(Some items):
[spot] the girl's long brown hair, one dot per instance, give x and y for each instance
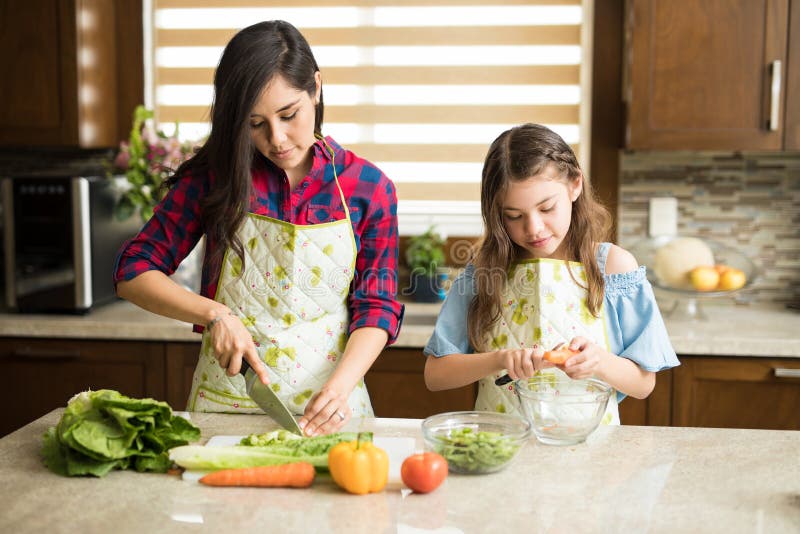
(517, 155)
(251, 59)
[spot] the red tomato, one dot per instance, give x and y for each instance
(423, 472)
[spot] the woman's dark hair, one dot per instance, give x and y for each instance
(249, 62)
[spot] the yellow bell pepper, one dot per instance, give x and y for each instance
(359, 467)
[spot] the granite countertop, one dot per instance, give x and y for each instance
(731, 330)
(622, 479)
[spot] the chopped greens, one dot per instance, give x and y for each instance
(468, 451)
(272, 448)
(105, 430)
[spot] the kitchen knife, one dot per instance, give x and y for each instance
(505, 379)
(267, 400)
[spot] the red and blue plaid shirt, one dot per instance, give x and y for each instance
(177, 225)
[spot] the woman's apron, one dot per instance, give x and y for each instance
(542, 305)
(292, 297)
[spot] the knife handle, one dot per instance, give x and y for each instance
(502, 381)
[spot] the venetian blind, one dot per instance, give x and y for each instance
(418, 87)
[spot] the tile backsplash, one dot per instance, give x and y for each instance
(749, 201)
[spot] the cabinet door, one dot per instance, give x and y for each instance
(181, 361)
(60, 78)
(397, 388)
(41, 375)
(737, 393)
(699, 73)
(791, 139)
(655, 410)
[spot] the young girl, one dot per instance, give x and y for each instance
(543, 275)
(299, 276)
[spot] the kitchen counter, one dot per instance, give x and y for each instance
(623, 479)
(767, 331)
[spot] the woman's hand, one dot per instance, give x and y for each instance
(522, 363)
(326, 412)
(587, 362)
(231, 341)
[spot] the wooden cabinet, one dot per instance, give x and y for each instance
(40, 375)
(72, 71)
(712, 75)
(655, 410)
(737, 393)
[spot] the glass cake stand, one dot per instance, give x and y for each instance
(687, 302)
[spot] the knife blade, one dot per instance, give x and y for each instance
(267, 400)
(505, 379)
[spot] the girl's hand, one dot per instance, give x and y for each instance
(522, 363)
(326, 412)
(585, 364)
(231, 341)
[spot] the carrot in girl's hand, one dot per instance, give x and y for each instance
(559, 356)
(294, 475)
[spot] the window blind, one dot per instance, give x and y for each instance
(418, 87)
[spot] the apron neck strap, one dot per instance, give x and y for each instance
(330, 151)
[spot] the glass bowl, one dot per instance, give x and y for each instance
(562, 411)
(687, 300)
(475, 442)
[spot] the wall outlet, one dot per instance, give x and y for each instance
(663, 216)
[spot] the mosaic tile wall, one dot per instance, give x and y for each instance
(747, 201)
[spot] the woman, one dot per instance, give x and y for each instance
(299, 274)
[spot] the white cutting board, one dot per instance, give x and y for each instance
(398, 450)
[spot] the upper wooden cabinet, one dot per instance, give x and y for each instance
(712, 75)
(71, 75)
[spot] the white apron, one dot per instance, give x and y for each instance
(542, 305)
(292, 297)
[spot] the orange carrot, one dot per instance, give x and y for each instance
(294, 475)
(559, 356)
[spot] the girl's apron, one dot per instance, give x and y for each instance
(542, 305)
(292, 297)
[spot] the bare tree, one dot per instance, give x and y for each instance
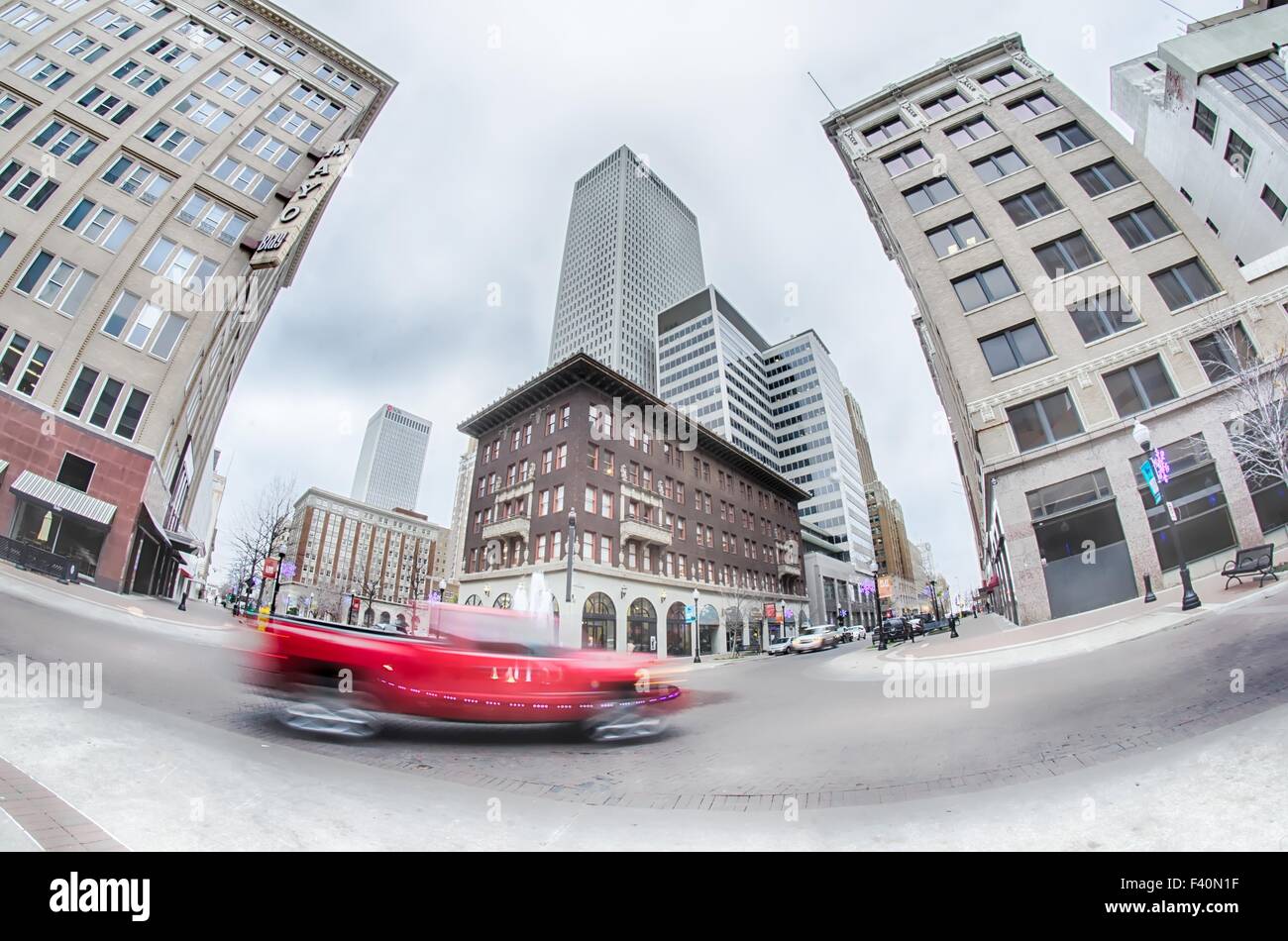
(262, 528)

(JOB): Reproduce the items verbatim, starting at the line containing "[spot] the kitchen counter, one" and ending at the final line of the items, both ends included. Leave the pictures out of your answer.

(ANSWER FOR THE TASK):
[spot] the kitchen counter, one dot per instance, give x and y for each instance
(623, 479)
(767, 331)
[spot] the woman's hand, one dot per instance, give x and y for each instance
(522, 363)
(326, 412)
(587, 362)
(231, 341)
[spot] the wooden cabinet, one dot per instance, give x and y for each instance
(40, 375)
(72, 71)
(712, 75)
(655, 410)
(737, 393)
[spot] the glass cake stand, one dot per instance, give x and y for each instance
(687, 302)
[spot] the knife blade, one dot per instance, give x and y for each instance
(267, 400)
(505, 379)
[spot] the girl's hand, one dot per instance, give x and y for each instance
(522, 363)
(326, 412)
(585, 364)
(231, 341)
[spot] the carrot in girl's hand, one dot per instance, give x and y for each instance
(559, 356)
(294, 475)
[spot] the window blind, one dot per instance, give x and y for each instance
(418, 87)
[spot] the apron neck strap, one dot per instance, give x and y for each instance
(330, 151)
[spot] the glass bowl, one dot per instance, give x and y for each instance
(562, 411)
(687, 300)
(475, 442)
[spot] the wall outlet, one dot per instance, give x and y for each instance
(663, 216)
[spot] the mosaic tile wall, one dot per instance, give x and y for each instance
(747, 201)
[spot] the woman, one dot per instance, give x and y for each instance
(299, 274)
[spot] the white cutting board, one dot per instance, give x and y for each instance
(398, 450)
[spot] the upper wooden cabinet, one dot per instance, give x and y for each instance
(712, 75)
(71, 75)
[spot] the white apron, one dot per instance, give x and y for each instance
(542, 305)
(292, 297)
[spot] the orange carrot, one dot per instance, give x and y for each instance
(294, 475)
(559, 356)
[spot] the girl's apron, one dot per instance, give x and y for each instance
(542, 305)
(292, 297)
[spot] the bare tree, one dot per instance, give x and y for each instance
(262, 528)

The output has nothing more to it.